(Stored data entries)
Content starts
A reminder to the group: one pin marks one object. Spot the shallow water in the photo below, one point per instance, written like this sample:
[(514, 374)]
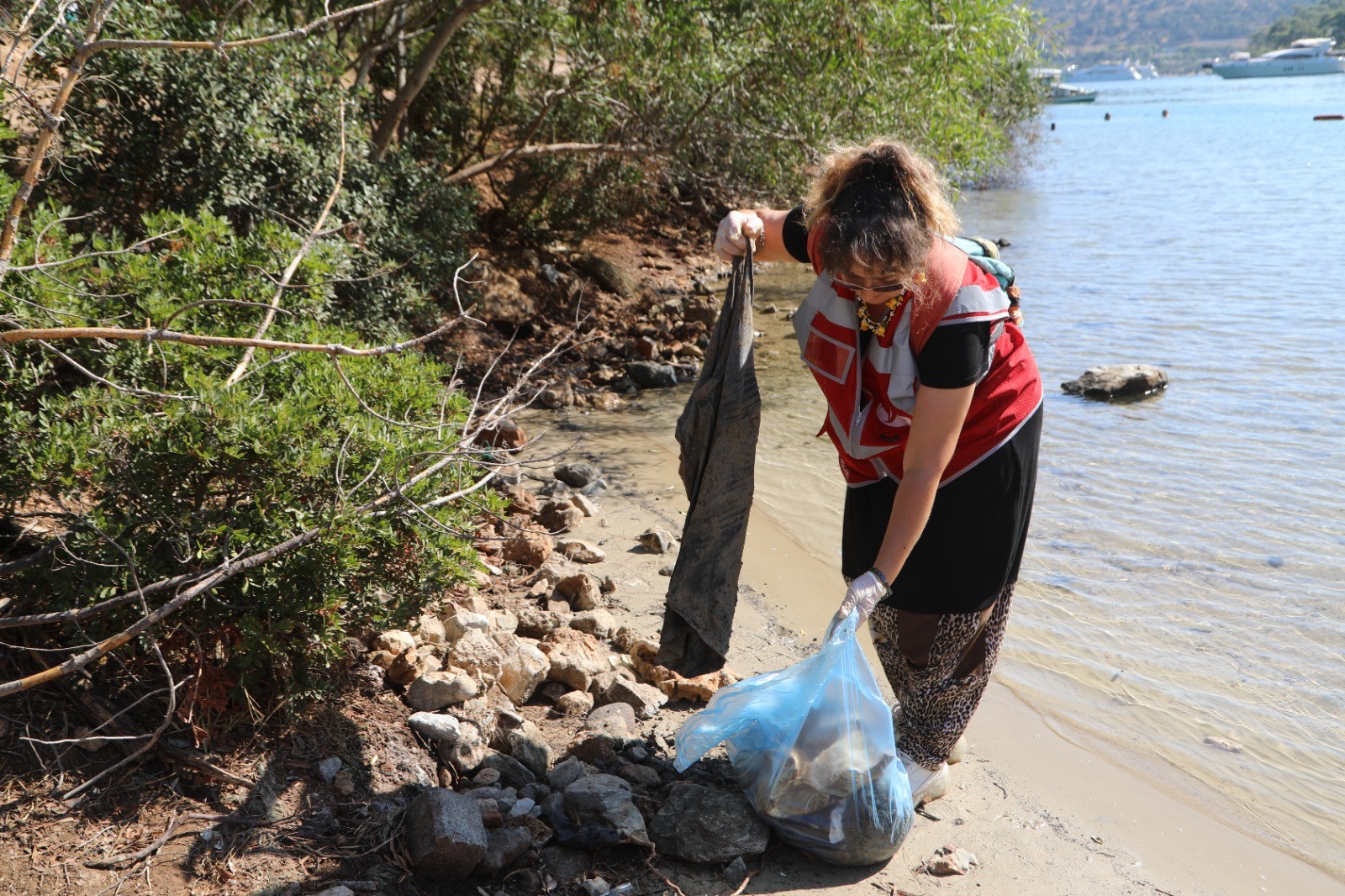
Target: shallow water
[(1183, 580)]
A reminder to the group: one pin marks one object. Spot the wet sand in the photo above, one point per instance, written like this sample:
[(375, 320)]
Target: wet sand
[(1042, 808)]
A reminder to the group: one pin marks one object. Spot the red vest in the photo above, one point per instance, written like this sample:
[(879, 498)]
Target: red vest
[(871, 398)]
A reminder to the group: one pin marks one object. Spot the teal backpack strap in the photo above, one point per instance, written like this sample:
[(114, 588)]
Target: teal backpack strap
[(985, 253)]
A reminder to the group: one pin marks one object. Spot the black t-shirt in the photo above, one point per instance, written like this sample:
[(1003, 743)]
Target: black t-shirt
[(955, 356)]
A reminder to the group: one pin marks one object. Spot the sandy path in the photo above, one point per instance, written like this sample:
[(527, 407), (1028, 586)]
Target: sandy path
[(1042, 810)]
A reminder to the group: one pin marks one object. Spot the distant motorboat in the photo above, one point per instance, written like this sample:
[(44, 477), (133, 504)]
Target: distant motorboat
[(1304, 57), (1126, 71)]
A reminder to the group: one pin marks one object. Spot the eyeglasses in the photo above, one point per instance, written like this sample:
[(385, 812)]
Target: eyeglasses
[(891, 287)]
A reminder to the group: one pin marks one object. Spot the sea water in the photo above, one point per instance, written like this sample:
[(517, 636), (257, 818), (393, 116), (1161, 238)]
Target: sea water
[(1183, 591)]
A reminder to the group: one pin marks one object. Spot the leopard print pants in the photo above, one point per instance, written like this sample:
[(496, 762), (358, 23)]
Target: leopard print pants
[(938, 667)]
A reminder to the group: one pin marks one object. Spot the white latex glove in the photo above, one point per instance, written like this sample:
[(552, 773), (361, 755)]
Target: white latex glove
[(735, 232), (862, 596)]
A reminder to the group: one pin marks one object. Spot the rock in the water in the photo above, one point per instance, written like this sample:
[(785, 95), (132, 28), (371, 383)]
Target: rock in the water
[(408, 665), (439, 689), (578, 474), (609, 276), (735, 872), (529, 548), (605, 801), (567, 864), (525, 667), (393, 642), (704, 825), (657, 541), (614, 719), (329, 767), (444, 835), (565, 774), (477, 654), (646, 700), (582, 591), (575, 656), (504, 848), (595, 622), (560, 515), (461, 622), (467, 752), (511, 771), (642, 777), (651, 374), (575, 703), (529, 747), (1118, 381), (580, 552), (1223, 743), (535, 622), (435, 725), (950, 860)]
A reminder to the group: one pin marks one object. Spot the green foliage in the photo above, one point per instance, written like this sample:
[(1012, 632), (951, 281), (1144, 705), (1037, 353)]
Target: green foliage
[(732, 96), (155, 488), (1324, 19), (256, 136)]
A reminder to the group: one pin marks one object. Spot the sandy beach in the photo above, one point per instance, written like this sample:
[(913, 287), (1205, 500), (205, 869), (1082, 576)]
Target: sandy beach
[(1042, 808)]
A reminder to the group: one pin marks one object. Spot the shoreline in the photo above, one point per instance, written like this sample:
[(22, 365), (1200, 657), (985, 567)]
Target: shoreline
[(1042, 806)]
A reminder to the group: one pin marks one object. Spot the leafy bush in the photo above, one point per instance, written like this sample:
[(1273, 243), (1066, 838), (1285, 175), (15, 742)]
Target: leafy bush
[(150, 488)]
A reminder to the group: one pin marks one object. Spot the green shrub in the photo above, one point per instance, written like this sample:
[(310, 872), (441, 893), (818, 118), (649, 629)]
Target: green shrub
[(154, 488)]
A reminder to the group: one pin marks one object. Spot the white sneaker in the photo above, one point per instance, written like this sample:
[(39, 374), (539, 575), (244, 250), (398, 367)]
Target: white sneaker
[(926, 786)]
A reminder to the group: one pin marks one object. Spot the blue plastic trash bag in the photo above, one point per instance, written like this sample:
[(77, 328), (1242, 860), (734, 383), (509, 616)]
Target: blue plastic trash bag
[(814, 751)]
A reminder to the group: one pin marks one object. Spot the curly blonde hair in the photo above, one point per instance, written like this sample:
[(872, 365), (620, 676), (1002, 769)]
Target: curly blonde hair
[(878, 206)]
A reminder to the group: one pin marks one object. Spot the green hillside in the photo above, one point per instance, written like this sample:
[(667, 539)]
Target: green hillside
[(1170, 33), (1325, 19)]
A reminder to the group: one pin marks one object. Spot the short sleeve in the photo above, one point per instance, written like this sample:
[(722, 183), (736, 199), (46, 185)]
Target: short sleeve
[(795, 235), (957, 356)]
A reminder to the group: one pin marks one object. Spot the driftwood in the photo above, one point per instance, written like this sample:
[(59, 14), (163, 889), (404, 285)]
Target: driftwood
[(717, 432)]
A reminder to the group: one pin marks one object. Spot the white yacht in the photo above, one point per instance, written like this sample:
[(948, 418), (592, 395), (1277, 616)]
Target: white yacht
[(1126, 71), (1308, 55)]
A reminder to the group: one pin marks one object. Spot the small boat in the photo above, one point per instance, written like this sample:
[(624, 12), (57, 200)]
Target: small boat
[(1059, 93), (1127, 71), (1062, 93), (1304, 57)]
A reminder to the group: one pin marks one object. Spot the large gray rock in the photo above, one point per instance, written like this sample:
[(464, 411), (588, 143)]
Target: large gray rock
[(529, 747), (504, 848), (444, 835), (1118, 381), (646, 700), (704, 825), (437, 689), (435, 725), (578, 474), (511, 771), (467, 752), (651, 374), (616, 720), (605, 801)]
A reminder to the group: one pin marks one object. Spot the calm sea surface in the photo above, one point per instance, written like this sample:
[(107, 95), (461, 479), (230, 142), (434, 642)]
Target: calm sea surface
[(1183, 593)]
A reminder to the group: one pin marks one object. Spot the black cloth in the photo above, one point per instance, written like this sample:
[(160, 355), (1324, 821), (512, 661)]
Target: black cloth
[(972, 548)]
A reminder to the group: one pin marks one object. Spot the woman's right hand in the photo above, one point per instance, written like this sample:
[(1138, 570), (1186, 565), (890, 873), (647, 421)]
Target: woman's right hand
[(735, 232)]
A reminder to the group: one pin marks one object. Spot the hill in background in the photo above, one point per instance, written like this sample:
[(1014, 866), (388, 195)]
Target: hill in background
[(1172, 34)]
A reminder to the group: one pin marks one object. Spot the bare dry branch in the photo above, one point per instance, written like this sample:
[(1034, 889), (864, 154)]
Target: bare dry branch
[(299, 256)]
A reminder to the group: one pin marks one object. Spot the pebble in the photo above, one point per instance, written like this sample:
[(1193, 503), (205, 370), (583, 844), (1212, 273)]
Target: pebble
[(329, 767)]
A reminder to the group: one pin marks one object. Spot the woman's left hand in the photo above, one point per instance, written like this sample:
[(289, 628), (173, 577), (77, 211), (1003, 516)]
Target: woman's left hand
[(862, 596)]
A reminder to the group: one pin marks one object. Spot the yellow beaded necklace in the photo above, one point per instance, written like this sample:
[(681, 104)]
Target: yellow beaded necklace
[(880, 327)]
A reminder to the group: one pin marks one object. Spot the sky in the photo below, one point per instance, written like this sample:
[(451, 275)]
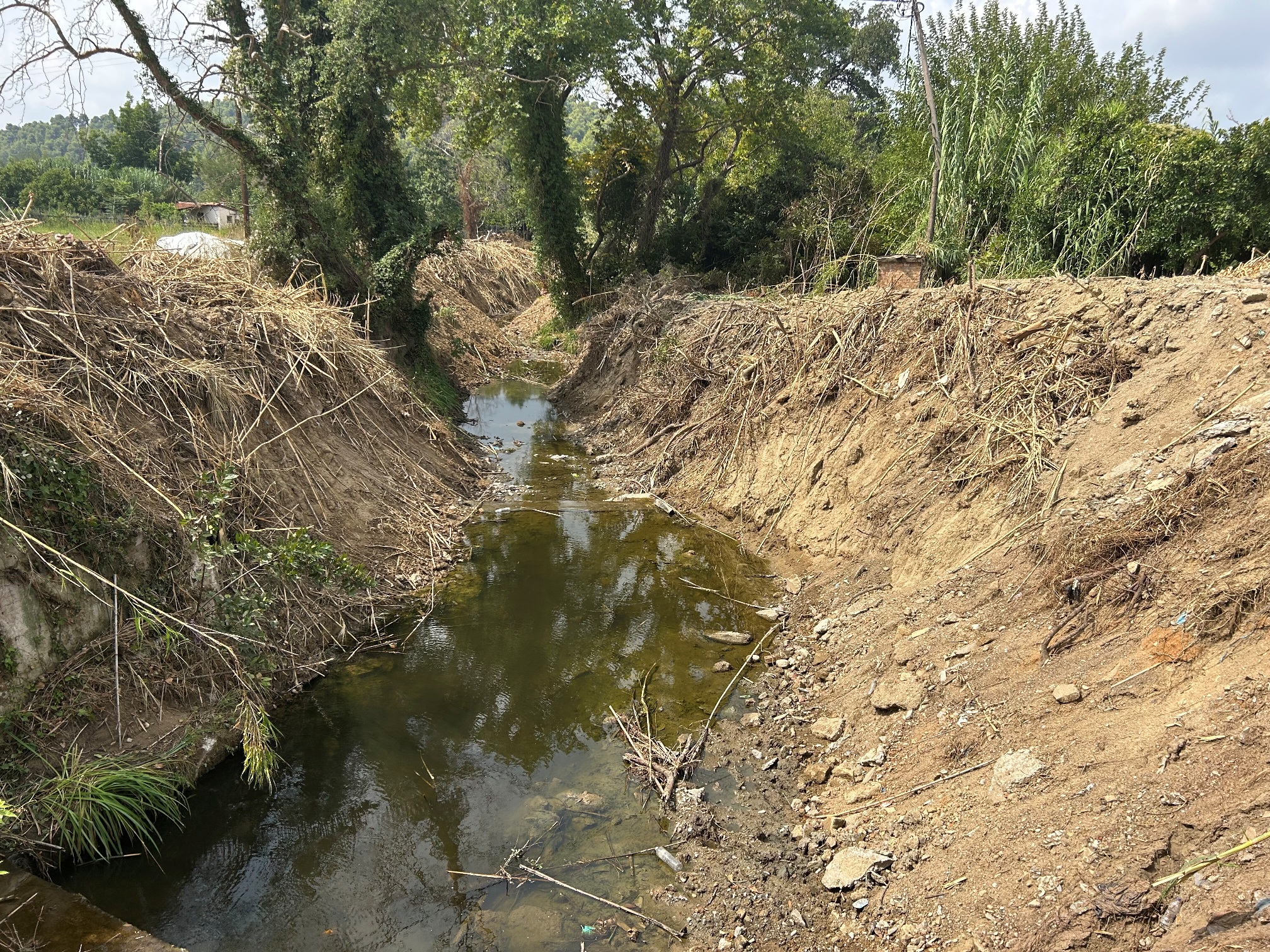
Content ends
Exercise details >>
Copy exactly the lines from the first line of the records above through the line with "[(496, 762), (358, 23)]", both included, and nothing else. Pictures stay out.

Solution for this task >>
A reminder to the group: one pin marks one object. Spot the shallow water in the photo below, one point per instance, written like this sample:
[(514, 374)]
Target: shallow water
[(1183, 580)]
A reminder to the group: one pin marks one object. Spot the wet sand in the photo above, one point per instance, written like this sample:
[(375, 320)]
Target: wet sand
[(1042, 808)]
A reminder to the group: one pin marks one object. Spot the red vest in the photo above, one point per instance, written like this sample:
[(879, 498)]
Target: red vest
[(871, 398)]
A reminder to the group: one pin marks one object. Spot the teal backpack strap in the photo above, one point per instance, written like this sample:
[(114, 588)]
Target: teal backpack strap
[(985, 253)]
A reminder to the group: one pin marks one object. Spot the black t-shirt in the photo above, one point per instance, written like this sample:
[(1003, 743)]
Target: black t-shirt
[(955, 356)]
A reminder to the group: one pin marks one object. Spot the sandy path in the photo above, one point per instance, written like this sample:
[(527, 407), (1028, 586)]
Target: sandy path
[(1042, 810)]
A reminder to the group: one pin marks one object. Spot the distant motorboat in the photo above, one point per instance, written like this sample:
[(44, 477), (133, 504)]
Target: distant motorboat
[(1304, 57), (1126, 71)]
A reminder to the group: one pin marks one object. Spot the eyeglasses in the photo above, one point per instance, written like this sample:
[(385, 812)]
Target: eyeglasses
[(891, 287)]
A reminder to the group: one pin marks one object. Spot the sea water in the photo above, one point per instance, written like this sample:
[(517, 636), (257, 818), (393, 116), (1161, 238)]
Target: sea water
[(1183, 591)]
A reminder to the group: one pin marks one object. Spot the leopard print pants in the photo above, one point per instance, written like this sample:
[(496, 762), (358, 23)]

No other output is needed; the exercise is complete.